Written problem> What you return should match every record exactly, with the images removed.

Input material>
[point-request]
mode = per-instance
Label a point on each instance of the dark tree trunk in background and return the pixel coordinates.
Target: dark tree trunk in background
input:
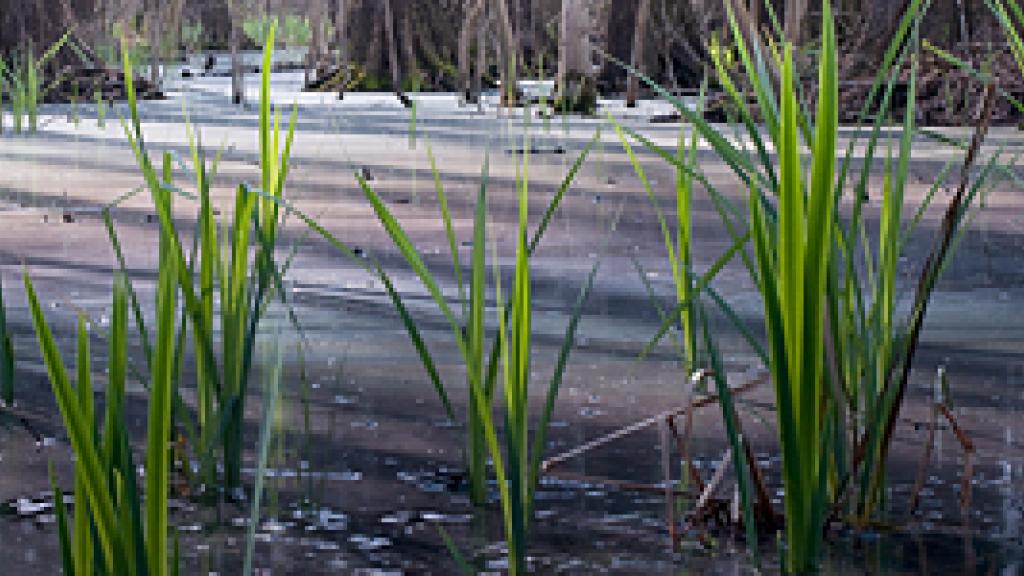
(392, 48)
(637, 59)
(155, 42)
(409, 46)
(238, 80)
(795, 10)
(341, 38)
(470, 90)
(481, 52)
(510, 56)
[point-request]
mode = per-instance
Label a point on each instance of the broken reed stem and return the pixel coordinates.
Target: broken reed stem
(550, 463)
(900, 369)
(682, 444)
(713, 485)
(670, 499)
(919, 484)
(969, 452)
(968, 447)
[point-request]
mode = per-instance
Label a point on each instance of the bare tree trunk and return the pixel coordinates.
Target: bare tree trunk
(576, 81)
(238, 80)
(409, 45)
(315, 53)
(795, 10)
(341, 37)
(510, 55)
(639, 41)
(155, 44)
(392, 48)
(464, 40)
(481, 54)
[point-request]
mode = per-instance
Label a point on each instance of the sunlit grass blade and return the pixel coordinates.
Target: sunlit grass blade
(64, 536)
(158, 438)
(554, 386)
(80, 430)
(83, 526)
(270, 399)
(6, 356)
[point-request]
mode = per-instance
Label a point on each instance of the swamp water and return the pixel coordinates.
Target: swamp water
(363, 464)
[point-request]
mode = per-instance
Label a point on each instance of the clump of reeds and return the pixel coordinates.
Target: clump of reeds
(109, 523)
(837, 350)
(246, 283)
(6, 357)
(25, 85)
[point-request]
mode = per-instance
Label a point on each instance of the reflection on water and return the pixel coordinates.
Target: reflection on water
(365, 469)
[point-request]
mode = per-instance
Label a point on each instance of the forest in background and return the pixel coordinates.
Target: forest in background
(472, 45)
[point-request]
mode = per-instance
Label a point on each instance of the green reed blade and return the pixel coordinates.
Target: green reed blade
(83, 545)
(67, 553)
(449, 230)
(80, 430)
(554, 385)
(158, 437)
(474, 361)
(270, 397)
(6, 356)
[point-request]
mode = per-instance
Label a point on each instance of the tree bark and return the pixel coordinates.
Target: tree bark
(576, 71)
(315, 53)
(639, 41)
(510, 56)
(238, 80)
(155, 43)
(472, 13)
(341, 37)
(481, 53)
(795, 10)
(392, 48)
(409, 44)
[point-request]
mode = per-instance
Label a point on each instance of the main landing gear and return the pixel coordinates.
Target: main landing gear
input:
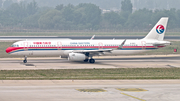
(25, 59)
(90, 60)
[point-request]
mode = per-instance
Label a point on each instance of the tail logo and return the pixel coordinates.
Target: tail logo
(160, 29)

Result>
[point-request]
mode = per-instance
Label a point on each instance of the dark tree trunk in background and return the pixel coordinates.
Target: dark tree trunk in background
input:
(392, 48)
(637, 59)
(155, 42)
(409, 46)
(238, 80)
(795, 10)
(341, 38)
(470, 90)
(481, 52)
(510, 56)
[point-request]
mode = per-instance
Label a point on each instance of the broken reed stem and return the pixel coordinates.
Target: broken reed stem
(550, 463)
(900, 369)
(682, 444)
(713, 485)
(670, 499)
(919, 484)
(969, 452)
(968, 447)
[point-request]
mode = per-instance
Label a point on each instance of the bare tree trunk and return the pixel coordinates.
Target: bare tree trunk
(576, 81)
(238, 80)
(409, 45)
(315, 53)
(795, 10)
(341, 37)
(510, 55)
(639, 41)
(155, 44)
(392, 48)
(464, 40)
(481, 54)
[point-request]
mode = per-instance
Label a point on each instance of the sunlit grass blade and return the pixel coordinates.
Target: sunlit grass blade
(64, 536)
(158, 438)
(554, 386)
(80, 430)
(83, 526)
(270, 399)
(6, 356)
[point-request]
mode = per-instance
Label a point on each instance of the swamp water and return the pixel coordinates.
Target: swamp water
(363, 464)
[point-request]
mode = per-instance
Label a point on each instance of the clump of reeds and return the pixel coordinates.
Target: clump of reeds
(109, 523)
(837, 350)
(246, 283)
(6, 357)
(25, 85)
[point-request]
mode = per-instance
Label a point on each instance of the reflection on water and return the pixel coordinates.
Target: reflection on water
(365, 469)
[point-request]
mode = per-instance
Label a point on each instance of the forest in background and return the pixel coordinates.
Target: forest in background
(472, 45)
[point-request]
mode = per-instance
Label a point on each instance of the green reed blade and return the pixel coordinates.
Target: green reed blade
(83, 545)
(67, 553)
(449, 230)
(80, 430)
(554, 385)
(158, 437)
(474, 361)
(270, 397)
(6, 356)
[point-request]
mode = per-instance
Label a point on each instance of the tree bark and return the pixel coordinates.
Target: tree bark
(576, 71)
(315, 53)
(639, 41)
(510, 56)
(238, 80)
(155, 43)
(472, 13)
(341, 37)
(481, 53)
(795, 10)
(392, 48)
(409, 44)
[point-request]
mode = per-instance
Label a point on each instance of the main landing gear and return the pixel coordinates.
Target: main landing gear
input:
(25, 59)
(90, 60)
[point-request]
mode = per-instance
Label a point on each instance of the tail logo and return the pixel coordinates.
Target: tail logo
(160, 29)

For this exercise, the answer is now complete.